*Goal*.
Would you copy only the lines below, beginning with the one that contains "TARGET = scattered debris" and running through the last entry line?

** start of Record list **

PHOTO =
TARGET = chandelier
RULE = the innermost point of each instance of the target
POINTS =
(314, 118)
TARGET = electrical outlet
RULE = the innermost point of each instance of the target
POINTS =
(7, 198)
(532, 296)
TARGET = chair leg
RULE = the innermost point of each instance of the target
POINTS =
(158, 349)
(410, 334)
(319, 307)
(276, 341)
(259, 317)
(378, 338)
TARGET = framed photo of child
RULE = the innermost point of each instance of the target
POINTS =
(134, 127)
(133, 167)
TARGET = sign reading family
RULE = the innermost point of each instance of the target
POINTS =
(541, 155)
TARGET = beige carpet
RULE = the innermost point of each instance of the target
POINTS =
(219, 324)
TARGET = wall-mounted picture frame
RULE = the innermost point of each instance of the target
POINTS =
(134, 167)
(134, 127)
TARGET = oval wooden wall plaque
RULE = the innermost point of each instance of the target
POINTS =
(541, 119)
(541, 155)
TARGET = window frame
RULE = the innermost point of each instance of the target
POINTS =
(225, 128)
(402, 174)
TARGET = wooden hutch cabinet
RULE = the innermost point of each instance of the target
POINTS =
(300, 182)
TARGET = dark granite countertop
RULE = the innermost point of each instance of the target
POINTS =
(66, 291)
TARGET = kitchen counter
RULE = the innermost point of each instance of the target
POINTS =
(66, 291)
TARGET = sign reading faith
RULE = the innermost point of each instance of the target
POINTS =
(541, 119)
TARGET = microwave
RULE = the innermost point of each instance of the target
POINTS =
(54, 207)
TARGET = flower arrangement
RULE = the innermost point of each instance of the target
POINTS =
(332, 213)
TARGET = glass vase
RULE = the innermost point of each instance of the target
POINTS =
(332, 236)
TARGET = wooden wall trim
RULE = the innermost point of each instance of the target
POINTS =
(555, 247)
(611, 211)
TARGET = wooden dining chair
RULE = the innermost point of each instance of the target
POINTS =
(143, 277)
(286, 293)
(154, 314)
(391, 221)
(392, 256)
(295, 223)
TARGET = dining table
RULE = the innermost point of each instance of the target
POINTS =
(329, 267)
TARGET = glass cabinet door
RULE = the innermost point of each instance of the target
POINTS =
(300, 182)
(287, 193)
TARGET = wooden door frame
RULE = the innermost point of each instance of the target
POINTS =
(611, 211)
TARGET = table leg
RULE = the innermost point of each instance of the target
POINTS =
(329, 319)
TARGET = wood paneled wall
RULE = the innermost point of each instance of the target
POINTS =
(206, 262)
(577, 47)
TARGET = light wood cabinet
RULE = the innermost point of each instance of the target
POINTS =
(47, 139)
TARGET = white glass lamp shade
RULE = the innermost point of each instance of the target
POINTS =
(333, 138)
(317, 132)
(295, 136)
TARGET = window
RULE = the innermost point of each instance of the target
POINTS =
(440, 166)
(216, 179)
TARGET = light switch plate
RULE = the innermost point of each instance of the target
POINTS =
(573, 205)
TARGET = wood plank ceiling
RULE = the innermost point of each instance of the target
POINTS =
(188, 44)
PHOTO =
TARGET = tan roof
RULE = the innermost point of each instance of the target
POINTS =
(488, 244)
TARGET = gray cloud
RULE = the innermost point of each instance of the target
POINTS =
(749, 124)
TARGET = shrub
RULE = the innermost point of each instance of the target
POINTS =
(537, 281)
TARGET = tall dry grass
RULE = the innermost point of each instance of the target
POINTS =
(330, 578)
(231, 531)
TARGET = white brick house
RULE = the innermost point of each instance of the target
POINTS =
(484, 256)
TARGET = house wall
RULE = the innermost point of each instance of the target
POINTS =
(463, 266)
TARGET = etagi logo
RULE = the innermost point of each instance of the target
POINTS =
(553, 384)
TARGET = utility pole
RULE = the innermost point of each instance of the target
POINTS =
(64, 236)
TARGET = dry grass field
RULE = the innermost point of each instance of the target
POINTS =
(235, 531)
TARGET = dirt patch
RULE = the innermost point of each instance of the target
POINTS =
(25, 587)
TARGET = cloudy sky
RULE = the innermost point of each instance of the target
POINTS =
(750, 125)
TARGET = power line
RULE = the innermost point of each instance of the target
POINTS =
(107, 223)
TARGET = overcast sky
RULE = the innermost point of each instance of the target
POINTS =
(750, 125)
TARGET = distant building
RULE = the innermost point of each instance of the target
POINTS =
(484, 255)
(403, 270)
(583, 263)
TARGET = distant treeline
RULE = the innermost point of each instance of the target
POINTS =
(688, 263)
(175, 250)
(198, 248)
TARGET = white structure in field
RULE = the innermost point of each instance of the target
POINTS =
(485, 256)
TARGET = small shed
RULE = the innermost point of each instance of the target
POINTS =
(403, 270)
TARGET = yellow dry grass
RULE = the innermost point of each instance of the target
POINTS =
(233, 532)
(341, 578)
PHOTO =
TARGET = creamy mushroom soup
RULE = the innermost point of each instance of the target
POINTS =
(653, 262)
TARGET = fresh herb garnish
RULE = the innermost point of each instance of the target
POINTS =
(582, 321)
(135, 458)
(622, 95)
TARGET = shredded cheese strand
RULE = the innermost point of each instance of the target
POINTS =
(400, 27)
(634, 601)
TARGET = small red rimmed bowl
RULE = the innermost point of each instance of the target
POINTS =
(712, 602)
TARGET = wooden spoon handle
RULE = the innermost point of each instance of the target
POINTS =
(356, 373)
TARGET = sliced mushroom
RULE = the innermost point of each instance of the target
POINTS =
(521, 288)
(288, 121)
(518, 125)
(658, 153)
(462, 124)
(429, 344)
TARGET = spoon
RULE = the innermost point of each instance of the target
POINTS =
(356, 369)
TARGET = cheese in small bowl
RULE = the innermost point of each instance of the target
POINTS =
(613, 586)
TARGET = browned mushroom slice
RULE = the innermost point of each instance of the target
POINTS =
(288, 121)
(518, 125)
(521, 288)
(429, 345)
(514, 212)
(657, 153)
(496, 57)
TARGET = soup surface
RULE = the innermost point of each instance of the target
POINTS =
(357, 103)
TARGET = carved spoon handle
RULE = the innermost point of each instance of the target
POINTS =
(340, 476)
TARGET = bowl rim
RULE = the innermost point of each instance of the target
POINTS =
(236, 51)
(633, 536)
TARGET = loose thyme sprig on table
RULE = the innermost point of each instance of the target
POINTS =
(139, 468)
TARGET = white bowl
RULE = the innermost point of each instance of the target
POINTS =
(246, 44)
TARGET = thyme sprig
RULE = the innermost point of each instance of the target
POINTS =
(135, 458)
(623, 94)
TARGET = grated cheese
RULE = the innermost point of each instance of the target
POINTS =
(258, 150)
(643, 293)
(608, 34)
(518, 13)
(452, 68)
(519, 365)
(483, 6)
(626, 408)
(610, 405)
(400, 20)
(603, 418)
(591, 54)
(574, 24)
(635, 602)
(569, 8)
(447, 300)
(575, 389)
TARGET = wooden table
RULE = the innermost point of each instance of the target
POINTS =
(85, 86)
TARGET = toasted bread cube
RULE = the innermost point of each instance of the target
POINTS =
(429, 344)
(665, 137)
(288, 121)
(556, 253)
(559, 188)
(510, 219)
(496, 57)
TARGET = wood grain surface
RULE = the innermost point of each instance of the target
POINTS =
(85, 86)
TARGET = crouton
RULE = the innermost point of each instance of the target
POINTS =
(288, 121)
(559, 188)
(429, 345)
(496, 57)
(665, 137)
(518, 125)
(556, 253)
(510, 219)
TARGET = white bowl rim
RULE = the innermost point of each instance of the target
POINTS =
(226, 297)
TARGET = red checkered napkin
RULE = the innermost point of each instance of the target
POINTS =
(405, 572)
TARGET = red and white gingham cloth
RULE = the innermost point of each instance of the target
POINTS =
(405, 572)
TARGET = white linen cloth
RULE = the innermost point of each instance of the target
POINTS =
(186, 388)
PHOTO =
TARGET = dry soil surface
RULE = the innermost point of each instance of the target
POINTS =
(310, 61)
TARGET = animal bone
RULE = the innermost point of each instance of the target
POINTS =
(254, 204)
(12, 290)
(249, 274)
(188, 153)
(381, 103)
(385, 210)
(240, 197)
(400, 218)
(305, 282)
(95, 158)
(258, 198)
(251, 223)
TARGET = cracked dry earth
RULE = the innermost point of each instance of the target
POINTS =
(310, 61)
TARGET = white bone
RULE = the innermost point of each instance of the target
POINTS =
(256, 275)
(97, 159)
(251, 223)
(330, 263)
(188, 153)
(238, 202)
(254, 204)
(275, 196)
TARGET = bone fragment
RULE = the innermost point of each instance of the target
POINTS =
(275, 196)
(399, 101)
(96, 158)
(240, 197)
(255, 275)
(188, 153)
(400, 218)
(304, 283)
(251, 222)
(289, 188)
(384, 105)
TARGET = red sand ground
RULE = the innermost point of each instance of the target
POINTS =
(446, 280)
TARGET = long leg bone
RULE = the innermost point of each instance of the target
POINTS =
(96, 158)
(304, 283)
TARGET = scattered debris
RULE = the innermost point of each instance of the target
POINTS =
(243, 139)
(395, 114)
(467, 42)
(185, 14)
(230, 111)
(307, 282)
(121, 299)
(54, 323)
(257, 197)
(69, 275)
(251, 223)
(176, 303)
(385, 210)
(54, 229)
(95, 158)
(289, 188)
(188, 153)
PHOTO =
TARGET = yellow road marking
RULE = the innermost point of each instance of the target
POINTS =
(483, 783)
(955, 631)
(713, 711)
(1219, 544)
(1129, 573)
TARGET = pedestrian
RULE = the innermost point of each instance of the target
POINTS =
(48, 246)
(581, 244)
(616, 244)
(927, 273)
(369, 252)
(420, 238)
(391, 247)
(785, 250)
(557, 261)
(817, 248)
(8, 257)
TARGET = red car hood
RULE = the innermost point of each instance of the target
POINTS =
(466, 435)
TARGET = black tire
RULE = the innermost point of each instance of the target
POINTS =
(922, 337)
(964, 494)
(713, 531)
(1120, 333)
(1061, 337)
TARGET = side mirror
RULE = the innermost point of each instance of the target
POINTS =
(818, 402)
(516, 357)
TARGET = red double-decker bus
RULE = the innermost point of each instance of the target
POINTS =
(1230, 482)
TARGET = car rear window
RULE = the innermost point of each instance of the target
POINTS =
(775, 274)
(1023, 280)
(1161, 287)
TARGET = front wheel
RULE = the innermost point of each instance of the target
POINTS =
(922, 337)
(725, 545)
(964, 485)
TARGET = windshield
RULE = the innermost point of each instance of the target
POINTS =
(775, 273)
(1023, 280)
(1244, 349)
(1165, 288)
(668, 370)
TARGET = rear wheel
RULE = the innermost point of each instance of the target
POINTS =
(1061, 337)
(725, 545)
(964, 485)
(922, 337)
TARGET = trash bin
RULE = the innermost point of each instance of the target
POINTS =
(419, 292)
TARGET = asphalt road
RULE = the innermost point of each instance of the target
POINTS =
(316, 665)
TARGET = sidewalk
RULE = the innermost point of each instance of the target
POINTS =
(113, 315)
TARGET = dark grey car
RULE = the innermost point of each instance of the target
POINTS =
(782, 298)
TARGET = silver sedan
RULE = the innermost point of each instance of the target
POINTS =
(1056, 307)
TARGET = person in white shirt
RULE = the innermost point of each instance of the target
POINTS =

** end of Record list **

*The answer*.
TARGET = scattered debris
RULE = the innermost point of each instance of the target
POINTS =
(243, 139)
(395, 114)
(467, 42)
(185, 14)
(230, 111)
(307, 282)
(121, 299)
(54, 323)
(257, 197)
(69, 275)
(251, 223)
(176, 303)
(385, 210)
(54, 229)
(95, 158)
(289, 188)
(188, 153)
PHOTO =
TARGET = yellow road marking
RULE = the innermost point of each instance of the target
POINTS =
(483, 783)
(955, 631)
(713, 711)
(1219, 544)
(1129, 573)
TARGET = pedestrian
RULE = the innermost point of each instance of the target
POINTS =
(48, 246)
(581, 244)
(616, 244)
(927, 273)
(369, 252)
(420, 238)
(391, 247)
(785, 250)
(557, 261)
(817, 248)
(8, 257)
TARGET = red car hood
RULE = the innermost point of each instance of the target
POINTS =
(466, 435)
TARGET = black tire
RULE = the innermost point of each instance of the target
POINTS =
(922, 337)
(964, 494)
(713, 531)
(1120, 333)
(1061, 337)
TARGET = side mirror
RULE = the innermost point of each instance of the target
POINTS =
(818, 402)
(516, 357)
TARGET = red double-decker bus
RULE = the innermost point of each instance of the target
POINTS =
(1230, 482)
TARGET = car rear window
RULE = the innermost point of each instance of the target
POINTS =
(775, 274)
(1023, 280)
(1161, 287)
TARGET = front wheel
RULE = the innermost point of each instance of the target
POINTS =
(922, 337)
(725, 545)
(964, 485)
TARGET = windshield
RULE = the innermost point of each instance of the target
POINTS =
(775, 273)
(1023, 280)
(1244, 349)
(1165, 288)
(668, 370)
TARGET = rear wheel
RULE = the innermost point of each instance of the target
POINTS =
(1061, 337)
(725, 545)
(964, 485)
(922, 337)
TARGET = trash bin
RULE = the innermost point of each instance of the target
POINTS =
(419, 292)
TARGET = asphalt road
RULE = the innermost point of each instance of the target
POINTS =
(316, 665)
TARGET = sidewalk
RULE = the innermost point of each instance of the target
POINTS =
(113, 315)
TARGET = dark grey car
RULE = the innermost point of each instance of the target
POINTS =
(782, 298)
TARGET = silver sedan
RULE = the innermost point of each instance of the target
POINTS =
(1056, 307)
TARGET = person in white shirt
RULE = the innermost point of each instance of the target
POINTS =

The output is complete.